Put every line of the data records into a Markdown table with the columns "Row" and "Line," numbering the rows and leaving out blank lines. Omit the pictures from the table.

-- START OF Task material --

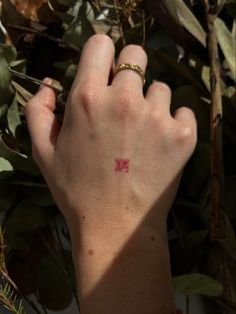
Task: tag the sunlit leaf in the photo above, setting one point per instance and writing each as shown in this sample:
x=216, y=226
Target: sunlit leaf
x=196, y=283
x=6, y=168
x=13, y=117
x=5, y=81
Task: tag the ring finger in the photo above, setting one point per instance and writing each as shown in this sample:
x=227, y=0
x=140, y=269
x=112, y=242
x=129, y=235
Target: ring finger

-- END OF Task material --

#### The output:
| Row | Line |
|---|---|
| 1 | Task: tag the sunlit leaf in the photo above, setting one point per instance and writing each as shown in this sample: |
| 2 | x=216, y=226 |
| 3 | Target: sunlit leaf |
| 4 | x=196, y=283 |
| 5 | x=6, y=168 |
| 6 | x=13, y=117 |
| 7 | x=5, y=81 |
| 8 | Task: tag the ring finger in the photo above, setting one point per instance and writing each as shown in this sample: |
| 9 | x=227, y=0 |
| 10 | x=140, y=269 |
| 11 | x=112, y=242 |
| 12 | x=129, y=235 |
| 13 | Target: ring finger |